WHAT IS NEEDED:
Write the next part of the article about William Day, the Sydney boatbuilder and politician, picking up after its final sentence.

TEXT PROVIDED:
Member of the New South Wales Legislative Council
- In office 13 May 1861 – 13 May 1861

Alderman of the Sydney Municipal Council
- In office 17 May 1869 – 30 November 1875

Personal details
- Born: 21 February 1825 Sydney, Australia
- Died: 8 November 1887 (aged 62) Paddington
- Spouse(s): Anne Gertrude Souter married 1859
- Children: 6 sons, 1 daughter
- Occupation: Boat-builder

= William Day (Australian politician) =

Australian politician

William Day (21 February 1825 – 8 November 1887) was an Australian politician and boatbuilder.

He was one of Charles Cowper's 21 appointments to the New South Wales Legislative Council in May 1861, but never took his seat.

DATASET EXCERPTS:
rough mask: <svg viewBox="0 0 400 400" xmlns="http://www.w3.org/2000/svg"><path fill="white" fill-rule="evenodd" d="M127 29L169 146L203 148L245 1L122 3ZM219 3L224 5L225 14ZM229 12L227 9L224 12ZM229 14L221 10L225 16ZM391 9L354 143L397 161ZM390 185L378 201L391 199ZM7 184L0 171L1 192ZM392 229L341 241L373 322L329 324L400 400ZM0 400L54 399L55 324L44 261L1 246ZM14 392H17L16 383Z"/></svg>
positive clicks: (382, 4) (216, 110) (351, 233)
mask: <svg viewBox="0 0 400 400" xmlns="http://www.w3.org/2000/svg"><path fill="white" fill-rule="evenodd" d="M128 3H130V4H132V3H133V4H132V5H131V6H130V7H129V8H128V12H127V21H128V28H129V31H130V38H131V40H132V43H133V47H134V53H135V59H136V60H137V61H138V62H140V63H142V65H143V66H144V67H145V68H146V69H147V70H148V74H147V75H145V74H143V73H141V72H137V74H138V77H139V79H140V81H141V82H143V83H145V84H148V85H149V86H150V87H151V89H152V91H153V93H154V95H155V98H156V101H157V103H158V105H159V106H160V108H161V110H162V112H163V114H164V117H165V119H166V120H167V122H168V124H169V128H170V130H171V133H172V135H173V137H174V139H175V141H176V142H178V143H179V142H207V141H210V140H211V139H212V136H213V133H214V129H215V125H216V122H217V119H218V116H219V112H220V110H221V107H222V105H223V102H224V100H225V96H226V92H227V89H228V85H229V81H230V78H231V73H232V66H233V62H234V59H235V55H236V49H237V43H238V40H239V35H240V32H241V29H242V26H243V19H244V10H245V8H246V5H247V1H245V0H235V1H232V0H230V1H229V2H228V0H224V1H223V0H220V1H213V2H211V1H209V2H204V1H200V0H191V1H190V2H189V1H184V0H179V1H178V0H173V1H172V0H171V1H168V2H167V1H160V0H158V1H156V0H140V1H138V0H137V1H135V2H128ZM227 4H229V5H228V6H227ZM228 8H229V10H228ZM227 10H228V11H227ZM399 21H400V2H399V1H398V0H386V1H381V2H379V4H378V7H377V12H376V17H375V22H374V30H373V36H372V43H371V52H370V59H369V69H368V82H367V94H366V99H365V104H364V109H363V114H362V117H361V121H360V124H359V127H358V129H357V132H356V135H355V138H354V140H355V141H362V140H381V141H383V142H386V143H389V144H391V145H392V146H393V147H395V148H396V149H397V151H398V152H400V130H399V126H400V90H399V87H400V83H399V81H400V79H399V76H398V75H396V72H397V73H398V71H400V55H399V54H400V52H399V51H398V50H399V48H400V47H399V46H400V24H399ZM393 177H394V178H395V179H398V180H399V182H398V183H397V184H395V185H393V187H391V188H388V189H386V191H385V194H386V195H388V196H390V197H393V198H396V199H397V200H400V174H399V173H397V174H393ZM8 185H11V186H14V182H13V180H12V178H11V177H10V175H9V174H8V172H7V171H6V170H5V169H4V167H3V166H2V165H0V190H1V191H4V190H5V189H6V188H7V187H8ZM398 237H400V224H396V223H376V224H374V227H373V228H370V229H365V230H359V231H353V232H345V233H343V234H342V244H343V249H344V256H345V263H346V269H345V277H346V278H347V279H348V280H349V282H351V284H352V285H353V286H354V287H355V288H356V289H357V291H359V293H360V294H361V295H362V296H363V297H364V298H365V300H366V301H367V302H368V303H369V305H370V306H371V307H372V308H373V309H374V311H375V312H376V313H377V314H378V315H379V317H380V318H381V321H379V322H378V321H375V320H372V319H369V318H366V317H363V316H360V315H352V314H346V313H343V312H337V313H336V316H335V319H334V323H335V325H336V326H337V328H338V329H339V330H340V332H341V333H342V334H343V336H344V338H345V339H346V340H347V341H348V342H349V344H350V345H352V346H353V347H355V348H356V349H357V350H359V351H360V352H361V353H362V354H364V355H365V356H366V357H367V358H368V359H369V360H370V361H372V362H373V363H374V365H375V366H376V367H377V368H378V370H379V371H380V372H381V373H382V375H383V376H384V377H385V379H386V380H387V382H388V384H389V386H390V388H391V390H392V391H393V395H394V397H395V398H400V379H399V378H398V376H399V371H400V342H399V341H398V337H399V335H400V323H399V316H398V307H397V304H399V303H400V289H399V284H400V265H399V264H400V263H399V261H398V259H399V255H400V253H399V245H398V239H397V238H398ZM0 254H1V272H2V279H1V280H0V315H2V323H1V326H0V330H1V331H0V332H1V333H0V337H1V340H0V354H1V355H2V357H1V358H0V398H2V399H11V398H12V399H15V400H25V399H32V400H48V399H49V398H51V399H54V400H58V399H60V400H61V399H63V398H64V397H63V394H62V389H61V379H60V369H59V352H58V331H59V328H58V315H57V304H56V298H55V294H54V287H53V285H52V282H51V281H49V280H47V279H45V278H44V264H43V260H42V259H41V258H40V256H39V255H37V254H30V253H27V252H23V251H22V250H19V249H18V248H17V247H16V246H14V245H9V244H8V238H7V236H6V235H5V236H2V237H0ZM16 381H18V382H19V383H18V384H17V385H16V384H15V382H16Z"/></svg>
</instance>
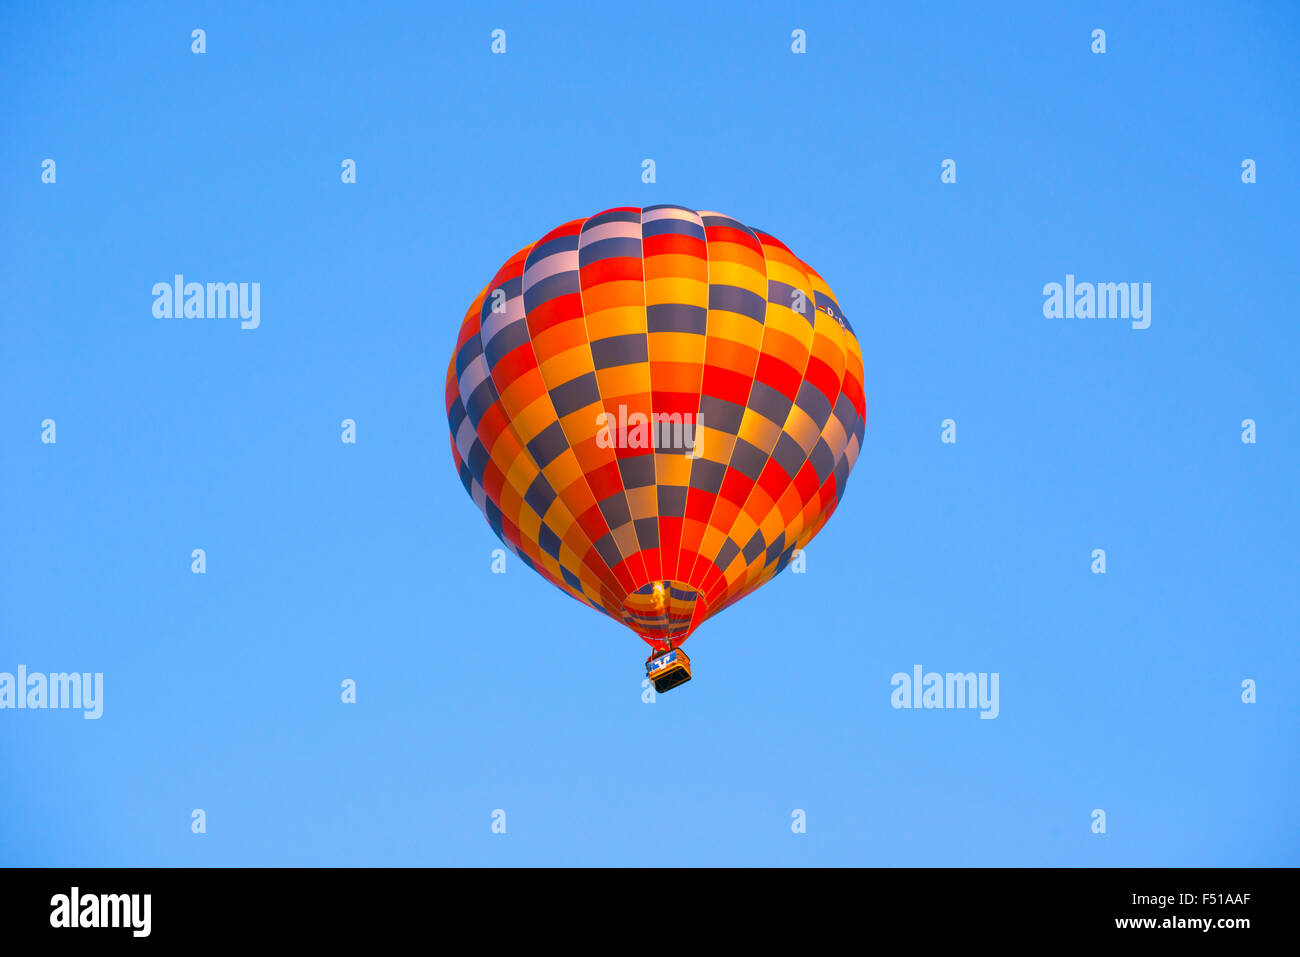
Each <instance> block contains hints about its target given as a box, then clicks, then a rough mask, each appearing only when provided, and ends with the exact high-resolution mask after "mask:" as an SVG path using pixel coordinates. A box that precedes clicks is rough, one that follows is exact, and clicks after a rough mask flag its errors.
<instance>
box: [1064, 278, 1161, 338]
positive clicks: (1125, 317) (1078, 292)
mask: <svg viewBox="0 0 1300 957" xmlns="http://www.w3.org/2000/svg"><path fill="white" fill-rule="evenodd" d="M1043 296H1044V299H1043V315H1044V317H1047V319H1131V320H1132V328H1134V329H1147V328H1148V326H1149V325H1151V283H1149V282H1075V281H1074V273H1067V274H1066V277H1065V285H1061V283H1060V282H1049V283H1048V285H1045V286H1044V287H1043Z"/></svg>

TASK RESULT:
Day was the son of Thomas Day (1795–1868) and Susannah, née Stubbs (died 1833) and was born on 21 February 1825 in Sydney. In 1859 he married Anne Gertrude Souter. Together they had a daughter and 6 sons.

He was an Alderman on the Sydney Municipal Council between 1869 and 1875, representing the Brisbane Ward,

Day also officiated as returning officer at the Hyde Park hustings.

Day died on 8 November 1887 at Paddington.